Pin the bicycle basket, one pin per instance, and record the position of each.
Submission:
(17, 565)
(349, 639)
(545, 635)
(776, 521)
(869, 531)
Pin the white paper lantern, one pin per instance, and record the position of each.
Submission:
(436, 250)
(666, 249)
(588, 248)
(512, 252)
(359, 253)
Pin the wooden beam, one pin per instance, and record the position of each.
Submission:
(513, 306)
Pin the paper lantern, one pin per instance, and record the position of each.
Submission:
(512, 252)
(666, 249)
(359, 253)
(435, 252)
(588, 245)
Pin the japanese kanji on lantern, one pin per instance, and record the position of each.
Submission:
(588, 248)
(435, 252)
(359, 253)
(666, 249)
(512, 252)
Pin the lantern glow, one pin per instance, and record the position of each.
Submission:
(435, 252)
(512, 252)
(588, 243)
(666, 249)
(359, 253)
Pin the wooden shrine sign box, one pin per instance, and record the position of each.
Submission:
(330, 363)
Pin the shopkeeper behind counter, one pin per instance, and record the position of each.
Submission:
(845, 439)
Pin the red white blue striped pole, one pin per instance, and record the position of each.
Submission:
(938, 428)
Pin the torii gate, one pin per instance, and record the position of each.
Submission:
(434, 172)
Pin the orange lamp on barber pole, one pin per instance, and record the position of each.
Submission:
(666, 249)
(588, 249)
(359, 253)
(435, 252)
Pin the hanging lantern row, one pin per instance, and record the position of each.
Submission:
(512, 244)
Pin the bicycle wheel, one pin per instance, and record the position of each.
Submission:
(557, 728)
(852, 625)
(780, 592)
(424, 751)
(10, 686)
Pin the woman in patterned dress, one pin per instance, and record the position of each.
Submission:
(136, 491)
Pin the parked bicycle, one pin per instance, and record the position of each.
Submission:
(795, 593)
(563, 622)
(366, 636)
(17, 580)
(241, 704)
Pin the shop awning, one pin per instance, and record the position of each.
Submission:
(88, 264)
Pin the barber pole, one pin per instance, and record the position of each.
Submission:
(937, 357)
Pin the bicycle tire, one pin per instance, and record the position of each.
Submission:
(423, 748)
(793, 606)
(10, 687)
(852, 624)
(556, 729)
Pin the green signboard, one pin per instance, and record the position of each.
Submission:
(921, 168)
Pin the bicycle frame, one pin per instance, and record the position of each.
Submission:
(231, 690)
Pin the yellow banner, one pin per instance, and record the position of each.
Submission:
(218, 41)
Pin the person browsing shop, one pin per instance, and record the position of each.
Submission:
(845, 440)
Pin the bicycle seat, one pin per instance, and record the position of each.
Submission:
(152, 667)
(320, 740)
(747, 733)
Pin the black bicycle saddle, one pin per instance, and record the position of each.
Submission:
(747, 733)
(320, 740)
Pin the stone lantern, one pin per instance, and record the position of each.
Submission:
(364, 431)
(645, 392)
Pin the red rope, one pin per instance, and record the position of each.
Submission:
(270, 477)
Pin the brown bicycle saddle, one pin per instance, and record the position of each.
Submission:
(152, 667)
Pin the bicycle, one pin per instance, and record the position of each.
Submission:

####################

What to do: Word for word, extract all the records.

The reply:
Pin the bicycle basket, one pin per instance, and record the position of each.
Submission:
(17, 565)
(349, 639)
(545, 635)
(776, 521)
(869, 531)
Pin the white paper lantern, one pin per instance, and record the position of each.
Submission:
(436, 250)
(666, 249)
(588, 248)
(512, 252)
(359, 253)
Pin the wooden beam, one pin per instance, and record the position of each.
Submission:
(513, 306)
Pin the paper lantern, one pin per instance, and record the position of each.
Submission:
(512, 252)
(666, 249)
(359, 253)
(435, 252)
(588, 245)
Pin the japanese kanji on lantern, one pin per instance, and record the position of each.
Submission:
(588, 248)
(435, 252)
(359, 253)
(666, 249)
(512, 252)
Pin the lantern glow, one pin per instance, and record the position of each.
Submission:
(435, 252)
(512, 252)
(588, 243)
(666, 249)
(359, 253)
Pin the wooden shrine sign box, one pin per instance, and record the position of each.
Submission:
(330, 363)
Pin the shopkeeper behind counter, one pin per instance, and record the position of each.
Submission:
(845, 439)
Pin the red white blue striped pole, one pin per instance, and record the position of each.
Submission:
(938, 428)
Pin the torii gate, one pin per instance, and record the position of each.
Submission:
(434, 172)
Pin the orange lamp on barber pole, one pin per instance, and record the position of each.
Submission:
(666, 249)
(588, 249)
(359, 253)
(435, 252)
Pin the hanging lantern row, one pin per instance, and record the position of each.
Submission:
(512, 244)
Pin the bicycle wheel, one pin per instance, and record the position of each.
Submission:
(557, 728)
(852, 625)
(780, 592)
(424, 751)
(10, 686)
Pin the woman in patterned dress, one pin per instance, and record the position of each.
Submission:
(136, 491)
Pin the parked bicycle, one pin per instance, and record the position of each.
Submission:
(795, 593)
(563, 622)
(366, 636)
(17, 580)
(241, 704)
Pin the shop awning, one pin per instance, and record the position of each.
Submission:
(88, 264)
Pin the barber pole, one pin per instance, and record the position of each.
Submission:
(937, 357)
Pin the bicycle tire, one pin per instance, and record the position of each.
Submission:
(423, 748)
(793, 606)
(10, 687)
(852, 624)
(556, 729)
Pin the green signboard, one pin per instance, and record the position of each.
Submission:
(921, 168)
Pin the bicycle frame, one pin per instance, and record the position of each.
Submission:
(231, 690)
Pin the yellow banner, one pin per instance, and record the position of each.
Submission:
(218, 41)
Pin the person browsing shop, one pin per instance, and record the position of each.
Submission:
(845, 440)
Pin the bicycle seat, one pin per instance, and record the position of each.
Submission:
(152, 667)
(320, 740)
(747, 733)
Pin the black bicycle saddle, one pin per instance, and record the position of each.
Submission:
(747, 733)
(320, 740)
Pin the stone lantern, one pin per instance, and record the position of each.
Submission:
(364, 431)
(645, 392)
Pin the red rope, one pin per instance, and record the position of each.
Submission:
(270, 477)
Pin the brown bicycle saddle, one pin per instance, and record the position of each.
Submission:
(152, 667)
Pin the bicycle, one pin per instance, and record the position of each.
Submission:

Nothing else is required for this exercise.